═════ Records supplied

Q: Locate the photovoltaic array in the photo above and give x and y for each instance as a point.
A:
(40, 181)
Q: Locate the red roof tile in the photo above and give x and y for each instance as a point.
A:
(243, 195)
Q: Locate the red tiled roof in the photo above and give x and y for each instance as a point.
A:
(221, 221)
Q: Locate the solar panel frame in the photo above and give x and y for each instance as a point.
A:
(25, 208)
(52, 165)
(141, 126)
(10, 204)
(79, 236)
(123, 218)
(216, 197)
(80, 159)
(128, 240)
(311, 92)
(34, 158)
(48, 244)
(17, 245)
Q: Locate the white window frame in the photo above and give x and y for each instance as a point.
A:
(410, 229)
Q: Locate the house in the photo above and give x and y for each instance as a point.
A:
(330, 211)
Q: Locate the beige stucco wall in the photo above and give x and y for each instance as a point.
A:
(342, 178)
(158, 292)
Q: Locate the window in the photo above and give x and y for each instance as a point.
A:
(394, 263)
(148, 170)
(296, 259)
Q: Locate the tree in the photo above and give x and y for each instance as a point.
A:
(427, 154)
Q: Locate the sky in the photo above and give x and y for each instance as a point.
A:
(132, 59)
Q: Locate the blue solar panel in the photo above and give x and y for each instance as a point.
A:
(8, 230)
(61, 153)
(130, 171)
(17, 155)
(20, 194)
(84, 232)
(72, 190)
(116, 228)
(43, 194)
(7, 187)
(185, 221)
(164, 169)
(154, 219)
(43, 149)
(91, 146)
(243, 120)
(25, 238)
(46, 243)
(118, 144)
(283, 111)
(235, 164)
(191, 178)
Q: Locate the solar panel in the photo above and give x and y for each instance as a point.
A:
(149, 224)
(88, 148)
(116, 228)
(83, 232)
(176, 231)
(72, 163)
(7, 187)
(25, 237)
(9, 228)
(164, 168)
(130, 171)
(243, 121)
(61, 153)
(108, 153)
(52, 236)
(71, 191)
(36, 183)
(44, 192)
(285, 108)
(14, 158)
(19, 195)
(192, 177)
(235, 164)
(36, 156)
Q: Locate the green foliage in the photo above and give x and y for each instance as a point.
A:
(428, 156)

══════════

Your goal: Reply with exactly the lines above from the one that contains "Q: Locate the blue" through the final line of the material, and with nothing else.

Answer:
Q: Locate the blue solar panel in the photo above and give x and y for each instance as a point.
A:
(8, 230)
(61, 153)
(130, 171)
(17, 155)
(20, 194)
(84, 232)
(72, 190)
(116, 228)
(43, 194)
(7, 187)
(185, 221)
(164, 169)
(154, 219)
(43, 149)
(91, 146)
(243, 120)
(25, 238)
(46, 243)
(118, 144)
(283, 111)
(235, 164)
(191, 178)
Q: Locate the solar panel in the photo above and give x and y for each instance as a point.
A:
(149, 224)
(88, 148)
(116, 228)
(83, 232)
(176, 231)
(72, 163)
(7, 187)
(25, 237)
(9, 228)
(164, 168)
(130, 171)
(243, 121)
(61, 153)
(108, 153)
(52, 236)
(71, 191)
(36, 183)
(44, 192)
(285, 108)
(14, 158)
(19, 195)
(192, 177)
(235, 164)
(36, 156)
Q: Locate the green foliage in the photo above and give x and y for each instance as a point.
A:
(428, 156)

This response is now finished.